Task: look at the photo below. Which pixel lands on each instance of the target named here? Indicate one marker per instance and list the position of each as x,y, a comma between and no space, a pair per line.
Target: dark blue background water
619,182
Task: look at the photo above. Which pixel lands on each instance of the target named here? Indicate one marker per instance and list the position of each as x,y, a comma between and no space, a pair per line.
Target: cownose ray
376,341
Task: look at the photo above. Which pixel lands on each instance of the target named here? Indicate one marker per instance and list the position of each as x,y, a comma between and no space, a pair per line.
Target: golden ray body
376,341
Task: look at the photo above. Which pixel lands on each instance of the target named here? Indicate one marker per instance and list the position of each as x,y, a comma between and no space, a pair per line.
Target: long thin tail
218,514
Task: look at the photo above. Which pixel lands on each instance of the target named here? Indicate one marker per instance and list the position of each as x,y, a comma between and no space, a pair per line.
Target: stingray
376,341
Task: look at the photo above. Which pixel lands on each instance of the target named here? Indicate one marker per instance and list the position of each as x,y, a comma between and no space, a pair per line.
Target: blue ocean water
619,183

연습 문제: 위 목록의 모든 줄을 처음부터 끝까지 한 글자도 바꾸지 말고 다시 출력하십시오.

문제 풀이:
Task: look at the photo below. Which pixel lands on each instance of the target named here? Indicate one marker per instance and list the position of each as x,y, a comma between and no space, a pair per line.
Target: dark blue background water
619,182
Task: look at the photo above. Which pixel lands on each instance of the target named here? Indicate one marker per instance and list the position of each as x,y, a comma between and no space, a pair per line.
Target: cownose ray
376,341
Task: look at the photo above. Which pixel lands on each instance of the target named here? Indicate one marker per instance and list the position of each as x,y, a comma between and no space, a pair per line.
Target: golden ray body
376,341
Task: look at the photo above. Which pixel lands on each instance of the target named here? Indicate one marker per instance and list the position of each as x,y, a comma between and no space, a pair per line.
Target: long thin tail
218,514
Task: look at the photo above. Which pixel lands on each instance of the target named here? Indicate one marker per instance and list the position of each as x,y, a comma between and no space, a pair per line.
Target: stingray
376,341
Task: look at the photo above. Which pixel lands on each instance of the target named here? Indicate one marker per instance and list the position of each as x,y, a comma between and no space, a pair per line.
Target: blue ocean water
619,183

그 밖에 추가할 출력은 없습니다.